Questo semplice popolo di Dio avverte che c’è qualcosa che non va, ma se viene chiesto loro che cosa, non sanno dirlo, non sanno formularlo o motivarlo teologicamente. La loro, però, non è una semplice intuizione: essi avvertono, sentono, percepiscono chiaramente che un virus si è introdotto nel Corpo, ma non sanno ancora precisamente quale e come combatterlo. Per questo motivo il semplice popolo di Dio non combatterà con documenti o con parole, ma praticando con maggiore forza le proprie devozioni secolari, affermando con umile sicurezza le verità sempiterne, praticando, in sostanza, quella vita cristiana immutabile che fa la vita della Chiesa da sempre. Per fare un esempio: se salta fuori una dottrina per la quale si afferma che la santa Messa non sarà più il Sacrificio di Cristo e che quindi non occorre, che so, genuflettersi davanti al Santissimo Sacramento, o che non importa andare alla Messa alla domenica, ma basta solo credere in Dio, in senso generale, allora il popolo di Dio avvertirà che vi è qualcosa di falso in questo. Se poi fosse chiamato a spiegarlo teologicamente, non ci riuscirà, perché il popolo semplice è composto da gente che non si occupa né di teologia, né di storia della Chiesa. Esso però reagirà continuando a genuflettersi davanti al tabernacolo, ad andare a Messa alla domenica e insegnando ai figli a fare altrettanto, a pregare con le formule di sempre. Magari coloro che sono al comando alzeranno la voce e li giudicheranno male, come popolo retrogrado e non al passo coi tempi, ed essi si umilieranno, ma continueranno imperterriti a praticare la Verità di sempre, perché non possono fare altro: essi avvertono interiormente che il bene sta nel fatto di fare come si è sempre fatto, sentiranno una sorta di “resistenza” interna che non permette di adattarsi alle novità.
========
ATTIVITÀ
Nel testo sul semplice popolo di Dio, in che modo questo popolo combatterà, se non con documenti o con parole?
========
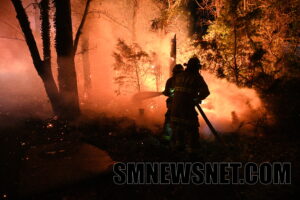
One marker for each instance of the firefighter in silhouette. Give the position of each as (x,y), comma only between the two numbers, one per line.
(190,89)
(169,92)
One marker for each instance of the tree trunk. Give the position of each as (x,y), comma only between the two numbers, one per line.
(65,59)
(42,67)
(173,54)
(47,76)
(236,69)
(86,64)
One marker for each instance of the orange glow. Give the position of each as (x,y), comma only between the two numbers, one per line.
(226,107)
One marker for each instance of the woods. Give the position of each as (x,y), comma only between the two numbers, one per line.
(64,97)
(81,88)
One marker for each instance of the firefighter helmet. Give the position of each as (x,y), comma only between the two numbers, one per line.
(177,68)
(193,64)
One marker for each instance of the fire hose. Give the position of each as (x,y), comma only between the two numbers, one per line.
(145,95)
(213,130)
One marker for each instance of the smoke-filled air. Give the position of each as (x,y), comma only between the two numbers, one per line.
(149,99)
(112,30)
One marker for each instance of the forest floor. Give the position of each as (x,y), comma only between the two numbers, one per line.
(126,142)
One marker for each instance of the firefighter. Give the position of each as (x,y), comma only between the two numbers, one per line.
(169,92)
(190,89)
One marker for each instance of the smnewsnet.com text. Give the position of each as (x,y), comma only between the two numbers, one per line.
(202,173)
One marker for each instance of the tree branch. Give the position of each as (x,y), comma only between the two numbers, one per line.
(78,33)
(25,25)
(12,38)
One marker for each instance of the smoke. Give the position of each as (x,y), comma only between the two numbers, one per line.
(228,107)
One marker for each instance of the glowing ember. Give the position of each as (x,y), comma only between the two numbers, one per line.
(49,125)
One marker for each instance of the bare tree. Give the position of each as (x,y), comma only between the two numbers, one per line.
(64,100)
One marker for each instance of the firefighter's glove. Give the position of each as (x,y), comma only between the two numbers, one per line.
(197,101)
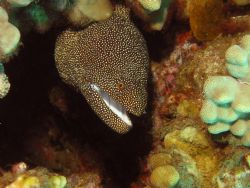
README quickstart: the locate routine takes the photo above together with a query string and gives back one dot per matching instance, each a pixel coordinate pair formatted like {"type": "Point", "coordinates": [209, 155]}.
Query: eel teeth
{"type": "Point", "coordinates": [114, 106]}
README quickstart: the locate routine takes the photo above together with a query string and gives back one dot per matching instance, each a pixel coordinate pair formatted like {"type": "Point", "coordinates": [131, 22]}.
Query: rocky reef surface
{"type": "Point", "coordinates": [195, 132]}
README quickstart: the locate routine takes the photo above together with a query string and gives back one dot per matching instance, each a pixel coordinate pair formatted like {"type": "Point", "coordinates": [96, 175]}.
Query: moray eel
{"type": "Point", "coordinates": [108, 63]}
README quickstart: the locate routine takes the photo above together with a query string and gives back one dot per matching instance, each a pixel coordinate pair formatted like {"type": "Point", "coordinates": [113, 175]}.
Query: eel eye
{"type": "Point", "coordinates": [120, 86]}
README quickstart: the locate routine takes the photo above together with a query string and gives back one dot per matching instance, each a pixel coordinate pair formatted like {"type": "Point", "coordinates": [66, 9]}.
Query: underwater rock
{"type": "Point", "coordinates": [84, 11]}
{"type": "Point", "coordinates": [164, 176]}
{"type": "Point", "coordinates": [151, 5]}
{"type": "Point", "coordinates": [238, 58]}
{"type": "Point", "coordinates": [241, 2]}
{"type": "Point", "coordinates": [19, 3]}
{"type": "Point", "coordinates": [4, 85]}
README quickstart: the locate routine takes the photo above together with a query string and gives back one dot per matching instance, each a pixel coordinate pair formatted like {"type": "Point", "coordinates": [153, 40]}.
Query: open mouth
{"type": "Point", "coordinates": [114, 106]}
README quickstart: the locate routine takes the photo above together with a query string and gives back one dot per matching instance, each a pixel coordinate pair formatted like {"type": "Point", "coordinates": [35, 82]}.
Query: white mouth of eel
{"type": "Point", "coordinates": [114, 106]}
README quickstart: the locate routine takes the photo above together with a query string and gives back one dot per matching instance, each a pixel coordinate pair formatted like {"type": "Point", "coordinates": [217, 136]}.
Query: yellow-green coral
{"type": "Point", "coordinates": [151, 5]}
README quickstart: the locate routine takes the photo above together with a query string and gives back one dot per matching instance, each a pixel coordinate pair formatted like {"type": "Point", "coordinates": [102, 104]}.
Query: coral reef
{"type": "Point", "coordinates": [199, 51]}
{"type": "Point", "coordinates": [226, 106]}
========
RISPOSTA
Praticando con maggiore forza le proprie devozioni secolari, affermando con umile sicurezza le verità sempiterne e praticando quella vita cristiana immutabile che fa la vita della Chiesa da sempre.